» **WORK REQUIRED**: Below are records; reproduce exactly the lines from the one containing "Exercise. Locate the short" through the end, both included, and only those.

## start RECORDS FOR THE EXERCISE

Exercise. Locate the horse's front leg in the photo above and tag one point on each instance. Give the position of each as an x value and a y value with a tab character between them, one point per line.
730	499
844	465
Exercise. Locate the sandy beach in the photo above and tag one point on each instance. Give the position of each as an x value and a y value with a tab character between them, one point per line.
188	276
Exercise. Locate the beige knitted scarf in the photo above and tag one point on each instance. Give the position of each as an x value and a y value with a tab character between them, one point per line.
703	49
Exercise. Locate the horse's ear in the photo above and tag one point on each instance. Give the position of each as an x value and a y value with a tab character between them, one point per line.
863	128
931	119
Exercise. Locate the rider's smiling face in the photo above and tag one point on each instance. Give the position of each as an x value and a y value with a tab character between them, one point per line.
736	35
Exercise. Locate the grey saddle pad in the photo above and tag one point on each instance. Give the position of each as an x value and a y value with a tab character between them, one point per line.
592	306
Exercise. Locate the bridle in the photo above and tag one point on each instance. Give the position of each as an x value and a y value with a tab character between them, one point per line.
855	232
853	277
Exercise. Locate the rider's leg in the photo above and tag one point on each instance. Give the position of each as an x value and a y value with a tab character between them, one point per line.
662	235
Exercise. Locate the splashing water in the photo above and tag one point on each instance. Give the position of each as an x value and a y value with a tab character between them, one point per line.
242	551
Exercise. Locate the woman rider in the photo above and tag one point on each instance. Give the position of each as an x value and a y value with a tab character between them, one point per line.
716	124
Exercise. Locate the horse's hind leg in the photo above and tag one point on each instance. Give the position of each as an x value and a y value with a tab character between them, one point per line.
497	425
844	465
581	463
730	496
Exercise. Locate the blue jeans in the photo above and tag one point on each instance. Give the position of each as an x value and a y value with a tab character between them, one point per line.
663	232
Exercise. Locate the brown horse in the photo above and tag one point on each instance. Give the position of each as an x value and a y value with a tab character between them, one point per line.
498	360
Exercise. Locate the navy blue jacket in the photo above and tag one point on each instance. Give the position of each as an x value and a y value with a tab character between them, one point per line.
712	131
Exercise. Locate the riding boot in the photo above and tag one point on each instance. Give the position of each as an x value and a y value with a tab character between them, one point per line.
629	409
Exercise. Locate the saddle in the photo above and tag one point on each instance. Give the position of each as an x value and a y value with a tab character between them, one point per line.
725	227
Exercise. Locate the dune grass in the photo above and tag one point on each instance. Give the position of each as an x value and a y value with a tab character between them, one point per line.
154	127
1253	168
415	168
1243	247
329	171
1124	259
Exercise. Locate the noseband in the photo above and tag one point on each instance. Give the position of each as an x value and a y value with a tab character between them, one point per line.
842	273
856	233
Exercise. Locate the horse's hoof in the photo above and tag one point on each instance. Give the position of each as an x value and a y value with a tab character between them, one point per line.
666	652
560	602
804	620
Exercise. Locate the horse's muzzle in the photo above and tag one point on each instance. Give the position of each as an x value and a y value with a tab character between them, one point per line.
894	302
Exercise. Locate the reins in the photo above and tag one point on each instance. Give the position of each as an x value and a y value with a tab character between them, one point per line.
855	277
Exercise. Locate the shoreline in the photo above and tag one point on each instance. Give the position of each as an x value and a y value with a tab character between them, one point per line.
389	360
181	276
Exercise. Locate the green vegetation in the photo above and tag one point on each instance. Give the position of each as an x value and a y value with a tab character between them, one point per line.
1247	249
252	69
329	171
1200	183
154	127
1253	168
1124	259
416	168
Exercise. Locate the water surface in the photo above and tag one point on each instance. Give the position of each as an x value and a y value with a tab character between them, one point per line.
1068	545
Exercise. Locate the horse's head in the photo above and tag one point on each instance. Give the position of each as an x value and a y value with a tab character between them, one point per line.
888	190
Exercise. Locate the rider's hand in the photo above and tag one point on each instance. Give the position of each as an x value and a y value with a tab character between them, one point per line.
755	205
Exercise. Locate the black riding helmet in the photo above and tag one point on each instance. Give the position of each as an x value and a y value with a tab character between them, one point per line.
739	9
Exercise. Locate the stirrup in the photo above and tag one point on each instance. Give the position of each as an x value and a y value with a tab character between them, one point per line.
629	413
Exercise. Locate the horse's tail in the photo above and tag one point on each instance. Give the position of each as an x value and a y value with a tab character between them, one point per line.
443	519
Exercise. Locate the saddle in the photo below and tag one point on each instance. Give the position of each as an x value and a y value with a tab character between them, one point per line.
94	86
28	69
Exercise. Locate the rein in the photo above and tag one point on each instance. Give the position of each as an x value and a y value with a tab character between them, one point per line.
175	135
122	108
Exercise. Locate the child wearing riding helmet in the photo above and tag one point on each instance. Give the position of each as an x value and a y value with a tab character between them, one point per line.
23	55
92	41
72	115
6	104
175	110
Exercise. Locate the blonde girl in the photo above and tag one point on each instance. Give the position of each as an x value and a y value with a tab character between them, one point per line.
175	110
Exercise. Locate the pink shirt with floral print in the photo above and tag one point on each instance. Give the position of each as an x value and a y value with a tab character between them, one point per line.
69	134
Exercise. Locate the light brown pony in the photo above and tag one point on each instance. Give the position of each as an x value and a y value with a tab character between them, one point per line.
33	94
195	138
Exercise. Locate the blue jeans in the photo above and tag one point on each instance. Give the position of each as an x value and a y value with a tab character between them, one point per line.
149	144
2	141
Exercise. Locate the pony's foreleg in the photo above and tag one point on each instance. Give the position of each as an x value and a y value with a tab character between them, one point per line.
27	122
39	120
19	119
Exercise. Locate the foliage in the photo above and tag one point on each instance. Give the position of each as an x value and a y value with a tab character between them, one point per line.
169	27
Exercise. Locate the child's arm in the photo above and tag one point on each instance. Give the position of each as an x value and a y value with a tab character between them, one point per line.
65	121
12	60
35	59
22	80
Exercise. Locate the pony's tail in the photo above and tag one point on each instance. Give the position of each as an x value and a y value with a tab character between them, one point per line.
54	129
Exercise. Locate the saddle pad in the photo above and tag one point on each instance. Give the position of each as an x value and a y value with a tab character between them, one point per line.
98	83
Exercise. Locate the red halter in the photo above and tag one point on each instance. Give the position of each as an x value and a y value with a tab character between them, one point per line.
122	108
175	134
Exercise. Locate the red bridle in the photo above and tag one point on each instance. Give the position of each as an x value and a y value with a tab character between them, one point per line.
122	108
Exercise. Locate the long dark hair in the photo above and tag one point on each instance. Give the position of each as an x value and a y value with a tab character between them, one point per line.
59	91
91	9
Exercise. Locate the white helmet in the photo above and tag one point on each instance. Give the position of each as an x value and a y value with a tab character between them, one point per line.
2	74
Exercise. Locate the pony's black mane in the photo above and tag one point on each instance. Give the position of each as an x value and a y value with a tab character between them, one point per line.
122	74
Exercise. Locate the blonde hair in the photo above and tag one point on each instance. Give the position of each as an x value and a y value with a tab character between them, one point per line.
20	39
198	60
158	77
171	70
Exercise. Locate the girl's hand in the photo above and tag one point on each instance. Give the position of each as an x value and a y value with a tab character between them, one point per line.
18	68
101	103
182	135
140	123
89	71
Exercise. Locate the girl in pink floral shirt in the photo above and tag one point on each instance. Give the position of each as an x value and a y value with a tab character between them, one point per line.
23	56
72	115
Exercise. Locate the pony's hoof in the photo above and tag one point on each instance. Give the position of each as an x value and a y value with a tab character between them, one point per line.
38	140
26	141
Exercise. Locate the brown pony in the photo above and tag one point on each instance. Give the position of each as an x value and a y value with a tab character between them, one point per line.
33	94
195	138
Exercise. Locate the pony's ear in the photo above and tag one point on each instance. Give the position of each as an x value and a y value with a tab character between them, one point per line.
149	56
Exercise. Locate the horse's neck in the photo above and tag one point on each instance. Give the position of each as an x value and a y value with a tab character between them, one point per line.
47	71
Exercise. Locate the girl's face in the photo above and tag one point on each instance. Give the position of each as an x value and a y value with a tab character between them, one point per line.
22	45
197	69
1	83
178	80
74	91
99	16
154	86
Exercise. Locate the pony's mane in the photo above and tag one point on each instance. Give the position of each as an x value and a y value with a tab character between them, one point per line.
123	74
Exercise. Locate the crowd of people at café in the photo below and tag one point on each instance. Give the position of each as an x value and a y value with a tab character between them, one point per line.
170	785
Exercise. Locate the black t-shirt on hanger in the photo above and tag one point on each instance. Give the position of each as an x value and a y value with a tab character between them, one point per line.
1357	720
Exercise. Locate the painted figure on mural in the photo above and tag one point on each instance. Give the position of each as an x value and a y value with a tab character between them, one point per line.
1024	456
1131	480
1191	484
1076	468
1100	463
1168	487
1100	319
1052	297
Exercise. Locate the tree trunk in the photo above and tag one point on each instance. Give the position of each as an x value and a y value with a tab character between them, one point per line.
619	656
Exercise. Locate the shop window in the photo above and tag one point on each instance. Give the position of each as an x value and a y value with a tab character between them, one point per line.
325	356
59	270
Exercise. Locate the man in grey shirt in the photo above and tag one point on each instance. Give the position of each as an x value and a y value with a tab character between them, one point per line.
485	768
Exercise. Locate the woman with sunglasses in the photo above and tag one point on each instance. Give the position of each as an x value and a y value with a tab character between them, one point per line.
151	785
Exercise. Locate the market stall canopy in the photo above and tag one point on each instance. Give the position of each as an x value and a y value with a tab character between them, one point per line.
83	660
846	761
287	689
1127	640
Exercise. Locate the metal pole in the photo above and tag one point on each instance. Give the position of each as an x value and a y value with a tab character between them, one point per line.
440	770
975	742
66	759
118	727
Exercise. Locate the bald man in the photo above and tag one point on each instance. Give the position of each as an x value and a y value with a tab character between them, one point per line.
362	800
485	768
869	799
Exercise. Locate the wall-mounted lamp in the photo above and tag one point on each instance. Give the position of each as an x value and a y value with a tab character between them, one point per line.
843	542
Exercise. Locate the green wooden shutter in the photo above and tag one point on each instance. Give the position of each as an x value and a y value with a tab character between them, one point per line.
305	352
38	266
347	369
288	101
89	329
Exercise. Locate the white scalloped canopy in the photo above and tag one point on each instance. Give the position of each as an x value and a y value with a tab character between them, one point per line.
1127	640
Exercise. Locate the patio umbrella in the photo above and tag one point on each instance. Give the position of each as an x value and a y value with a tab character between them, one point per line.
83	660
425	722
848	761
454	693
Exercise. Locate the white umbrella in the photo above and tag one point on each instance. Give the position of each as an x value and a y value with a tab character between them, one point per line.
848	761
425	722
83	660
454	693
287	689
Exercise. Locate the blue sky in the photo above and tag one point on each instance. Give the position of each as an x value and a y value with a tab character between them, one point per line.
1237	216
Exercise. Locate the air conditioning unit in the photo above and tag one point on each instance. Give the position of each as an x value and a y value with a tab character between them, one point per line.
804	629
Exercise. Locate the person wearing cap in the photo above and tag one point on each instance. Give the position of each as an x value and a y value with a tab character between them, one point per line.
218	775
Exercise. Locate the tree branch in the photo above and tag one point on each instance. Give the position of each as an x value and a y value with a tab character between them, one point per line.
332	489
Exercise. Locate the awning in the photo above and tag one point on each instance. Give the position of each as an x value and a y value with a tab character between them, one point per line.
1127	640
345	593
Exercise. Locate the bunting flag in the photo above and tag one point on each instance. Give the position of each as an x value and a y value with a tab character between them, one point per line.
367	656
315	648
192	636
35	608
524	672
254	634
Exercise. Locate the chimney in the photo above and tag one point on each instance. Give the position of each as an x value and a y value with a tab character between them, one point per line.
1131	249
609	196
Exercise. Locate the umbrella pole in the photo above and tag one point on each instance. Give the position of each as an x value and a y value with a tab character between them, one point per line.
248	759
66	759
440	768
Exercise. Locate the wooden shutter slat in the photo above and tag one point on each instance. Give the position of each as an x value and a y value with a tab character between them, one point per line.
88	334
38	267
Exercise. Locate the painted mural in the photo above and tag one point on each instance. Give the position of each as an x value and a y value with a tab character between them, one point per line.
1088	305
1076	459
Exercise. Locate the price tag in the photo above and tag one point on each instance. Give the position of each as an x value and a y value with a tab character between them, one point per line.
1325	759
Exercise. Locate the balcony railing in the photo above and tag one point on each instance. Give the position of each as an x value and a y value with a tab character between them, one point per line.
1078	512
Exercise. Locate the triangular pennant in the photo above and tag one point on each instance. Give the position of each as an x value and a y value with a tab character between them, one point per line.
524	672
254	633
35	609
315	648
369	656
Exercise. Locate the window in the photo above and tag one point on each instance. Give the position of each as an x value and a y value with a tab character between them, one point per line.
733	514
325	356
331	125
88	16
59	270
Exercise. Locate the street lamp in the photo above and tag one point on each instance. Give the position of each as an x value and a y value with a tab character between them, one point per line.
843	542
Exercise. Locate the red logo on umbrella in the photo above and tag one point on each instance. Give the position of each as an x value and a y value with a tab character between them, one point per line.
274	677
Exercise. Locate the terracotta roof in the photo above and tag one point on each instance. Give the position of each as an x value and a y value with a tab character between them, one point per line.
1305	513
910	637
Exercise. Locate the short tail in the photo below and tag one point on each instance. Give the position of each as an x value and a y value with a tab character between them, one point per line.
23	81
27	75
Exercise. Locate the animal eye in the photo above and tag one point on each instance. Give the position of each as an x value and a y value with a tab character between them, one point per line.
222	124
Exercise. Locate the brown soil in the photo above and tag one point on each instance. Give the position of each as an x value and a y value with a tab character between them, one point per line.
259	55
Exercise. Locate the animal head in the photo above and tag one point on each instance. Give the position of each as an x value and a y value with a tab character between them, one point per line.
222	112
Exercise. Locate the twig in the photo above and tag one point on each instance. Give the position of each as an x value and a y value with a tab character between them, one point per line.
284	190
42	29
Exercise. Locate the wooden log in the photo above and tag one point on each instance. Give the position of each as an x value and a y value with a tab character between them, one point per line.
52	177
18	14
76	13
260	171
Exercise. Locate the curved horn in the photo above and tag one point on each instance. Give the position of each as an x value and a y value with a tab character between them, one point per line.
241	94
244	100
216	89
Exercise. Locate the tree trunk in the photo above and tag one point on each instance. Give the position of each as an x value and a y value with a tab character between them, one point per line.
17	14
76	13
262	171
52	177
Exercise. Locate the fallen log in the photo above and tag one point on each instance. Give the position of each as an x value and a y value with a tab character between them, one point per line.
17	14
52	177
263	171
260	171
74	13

## end RECORDS FOR THE EXERCISE

» **SOLUTION TO THE PROBLEM**:
Exercise. Locate the short tail in the photo below and tag one point on each instance. Give the position of each as an x value and a y value with a tab character between them, one point per line.
23	81
27	75
Exercise. Locate the animal eye in the photo above and tag one point on each instance. Give the position of each as an x value and a y value with a tab character between them, one point per line.
222	124
Exercise. Locate the brown soil in the photo above and tag one point on each instance. Give the position of each as an x value and a y value with a tab character between them, one point per line.
259	55
Exercise. Locate the animal head in the photo above and tag one point on each instance. Give the position of each as an x value and a y value with a tab character between them, one point per line.
222	112
Exercise. Locate the twig in the photo above and tag one point on each instance. Give the position of each as an x value and a y value with a tab character between them, one point per line.
284	190
42	29
Exercise. Locate the wooden log in the photo above and tag one point on each instance. Give the position of each as an x value and a y value with a tab character between them, one point per line.
52	177
18	14
76	13
260	171
Exercise. Locate the curved horn in the photo above and tag one point on each instance. Give the position of each as an x value and a y value with a tab character between them, one point per line.
241	94
244	100
216	89
Exercise. Locate the tree trunk in the photo above and tag one point on each instance. Give the position of each as an x value and a y value with a tab character between them, one point per line.
17	14
76	13
262	171
52	177
Exercise. Locate the fallen log in the photo above and tag one point on each instance. Give the position of each as an x value and a y value with a tab character between them, one point per line.
17	14
52	177
263	171
260	171
74	13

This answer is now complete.